### Page
%%
That's why I got a sat-sub system 30 years ago; cheaper and you can hear, and feel, all the notes.. the sats (the cylindrical JR-149's - improved offshoot of the legendary Jim Roger's British BBC's LS3-5A's speakers, reknowned for classical violin accuracy) have large enough midranges so that the subwoofer (M&K single 10" woofer) doesn't have to play too high..it's all hooked up to a RAM 200 watt amp -- all old components but lovely sound last time I heard them 8 years ago when they went into storage - I'll be hearing them again when the house is built..
Yet, still, the best sound I ever heard was from a pair of AR 3a's, people used to come around to my dorm room thinking there was live music being played..
The gigantic Klipsch Voice of the Theater speaker are amazing too, and play so incredibly loud with just 5 watts or so of power! A friend had a pair hanging from the ceiling - awesome. It was funny how just a puny little amp was more than sufficient to power those monsters..
I haven't been following every issue of Audio or Stereophile, so I've lost touch with the latest technology -- so what is the latest and greatest sound out there today? Any new technologies I haven't heard of? (please keep it to under a couple thou for the speakers, if I can't afford it, it doesn't count /ubbthreads/images/graemlins/wink.gif )


----------



## Charles Bradshaw (Mar 30, 2003)

Currently, I am using midiland with sub and 2 sats on my computer. They give me full enough response. Same with the speakers (amplified) for my 5 CD player, and the sharper image CD/radio (vertical CD) that I have. Full range to me, is enough frequency response to distinguish all of the instruments, particularly the percussion. The junk that you find in common retail stereos (shelf or boombox) has a lower limit of about 150 Hz (you know there is percussion, but not what instruments). This probably doesn't matter to most rockers, but, it does matter to those who like Classical and New Age music, like I do.

As to what you guys are talking about, I go with what I can afford, that meets my freq response criteria, at the time I am going to buy. After that, I don't have to think about it.


----------



## binky (Mar 30, 2003)

My ears have always voted for the full speakers because the satellite setups lose in the mid range. I like great midrange because that's where speach and other regular life-like sounds are. Plus, highs are so easy to get right that any setup will probably give you decent tweeting. If there's a satellite that gives you a dedicated set of speakers for midrange too, then maybe it'd be okay for sound, but then you've just set up 5 or 6 boxes around the room instead of 2 or 3(if subwoofer), so again my vote goes to the full speakers.


----------



## The_LED_Museum (Mar 30, 2003)

I vote for full sized regular speakers too.
With tiny satellites and a subwoofer, you're definitely missing the midrange, where most of the vocals and instruments are.
%%
### Provided data
%%
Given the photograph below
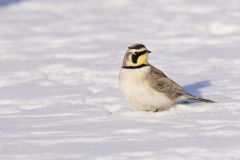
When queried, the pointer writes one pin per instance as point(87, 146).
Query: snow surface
point(59, 66)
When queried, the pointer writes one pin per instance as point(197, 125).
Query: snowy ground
point(59, 65)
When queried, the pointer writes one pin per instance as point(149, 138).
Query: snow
point(60, 60)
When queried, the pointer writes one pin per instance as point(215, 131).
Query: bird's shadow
point(194, 89)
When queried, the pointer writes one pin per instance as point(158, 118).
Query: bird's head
point(137, 54)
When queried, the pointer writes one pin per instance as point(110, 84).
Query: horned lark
point(147, 88)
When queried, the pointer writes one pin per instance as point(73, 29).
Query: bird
point(146, 87)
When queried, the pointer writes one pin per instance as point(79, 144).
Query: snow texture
point(60, 60)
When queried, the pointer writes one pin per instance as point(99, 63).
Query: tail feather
point(202, 99)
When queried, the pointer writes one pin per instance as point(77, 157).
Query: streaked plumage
point(146, 87)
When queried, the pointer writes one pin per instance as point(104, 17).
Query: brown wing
point(159, 81)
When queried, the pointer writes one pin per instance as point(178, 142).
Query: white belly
point(139, 93)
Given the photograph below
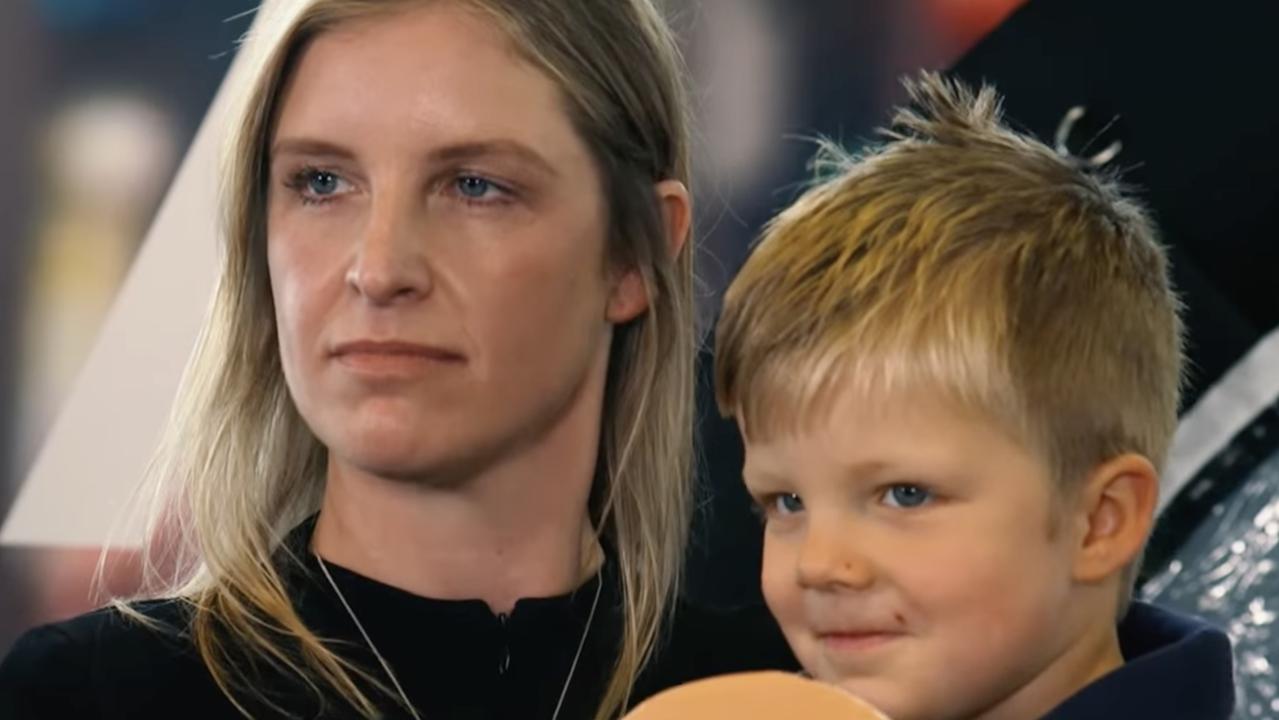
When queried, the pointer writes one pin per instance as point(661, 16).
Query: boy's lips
point(856, 638)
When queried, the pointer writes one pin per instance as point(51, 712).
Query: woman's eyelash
point(299, 183)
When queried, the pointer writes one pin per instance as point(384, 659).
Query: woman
point(432, 453)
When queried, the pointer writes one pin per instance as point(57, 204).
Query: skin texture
point(753, 696)
point(436, 251)
point(922, 559)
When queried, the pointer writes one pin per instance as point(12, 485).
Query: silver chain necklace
point(386, 668)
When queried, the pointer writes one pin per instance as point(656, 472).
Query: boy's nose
point(829, 560)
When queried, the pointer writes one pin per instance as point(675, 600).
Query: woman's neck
point(462, 542)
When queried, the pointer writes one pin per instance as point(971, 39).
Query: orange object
point(755, 696)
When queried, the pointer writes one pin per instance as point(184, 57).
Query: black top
point(1176, 668)
point(454, 659)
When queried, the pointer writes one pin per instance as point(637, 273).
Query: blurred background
point(100, 100)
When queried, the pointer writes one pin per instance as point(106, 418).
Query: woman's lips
point(393, 358)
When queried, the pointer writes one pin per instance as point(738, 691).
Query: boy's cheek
point(778, 579)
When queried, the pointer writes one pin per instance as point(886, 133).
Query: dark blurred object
point(1224, 568)
point(1182, 86)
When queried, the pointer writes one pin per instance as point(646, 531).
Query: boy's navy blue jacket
point(1174, 669)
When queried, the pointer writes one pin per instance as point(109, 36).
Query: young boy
point(956, 368)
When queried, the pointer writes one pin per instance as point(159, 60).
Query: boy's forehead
point(861, 430)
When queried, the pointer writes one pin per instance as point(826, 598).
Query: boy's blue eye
point(906, 495)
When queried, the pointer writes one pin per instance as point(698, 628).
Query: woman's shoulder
point(79, 668)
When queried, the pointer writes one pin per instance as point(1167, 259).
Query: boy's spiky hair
point(965, 258)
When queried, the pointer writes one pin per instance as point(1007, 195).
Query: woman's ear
point(1117, 513)
point(629, 296)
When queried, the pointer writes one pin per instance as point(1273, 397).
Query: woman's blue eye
point(907, 496)
point(473, 188)
point(788, 504)
point(321, 183)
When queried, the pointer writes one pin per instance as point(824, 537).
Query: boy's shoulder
point(1174, 668)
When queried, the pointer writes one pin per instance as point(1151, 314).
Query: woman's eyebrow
point(473, 150)
point(311, 146)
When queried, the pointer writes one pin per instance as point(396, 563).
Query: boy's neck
point(1082, 661)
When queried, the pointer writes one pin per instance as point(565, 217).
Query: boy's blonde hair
point(965, 258)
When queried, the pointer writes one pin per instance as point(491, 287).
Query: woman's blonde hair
point(238, 467)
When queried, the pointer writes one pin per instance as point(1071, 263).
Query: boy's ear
point(1114, 517)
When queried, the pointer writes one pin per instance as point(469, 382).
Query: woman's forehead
point(422, 78)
%%
### Tasks to carry out
1. From the speaker discussion, reproduce the passage that begins at the words "I haven't been" and stops after "count /ubbthreads/images/graemlins/wink.gif )".
2. List the names that sign the replies following the opening post in the speaker discussion.
3. For each statement, state whether it agrees with the speaker discussion, and quote the words that decide it.
(a) The opening poster's satellite-subwoofer system runs on a RAM 200 watt amp.
(b) Charles Bradshaw puts the lower limit of common retail stereos at about 50 Hz.
(c) binky prefers satellite setups to full speakers.

### The results
1.
I haven't been following every issue of Audio or Stereophile, so I've lost touch with the latest technology -- so what is the latest and greatest sound out there today? Any new technologies I haven't heard of? (please keep it to under a couple thou for the speakers, if I can't afford it, it doesn't count /ubbthreads/images/graemlins/wink.gif )

2.
- Charles Bradshaw
- binky
- The_LED_Museum

3.
(a) Yes: "it's all hooked up to a RAM 200 watt amp"
(b) No: "has a lower limit of about 150 Hz"
(c) No: "My ears have always voted for the full speakers because the satellite setups lose in the mid range."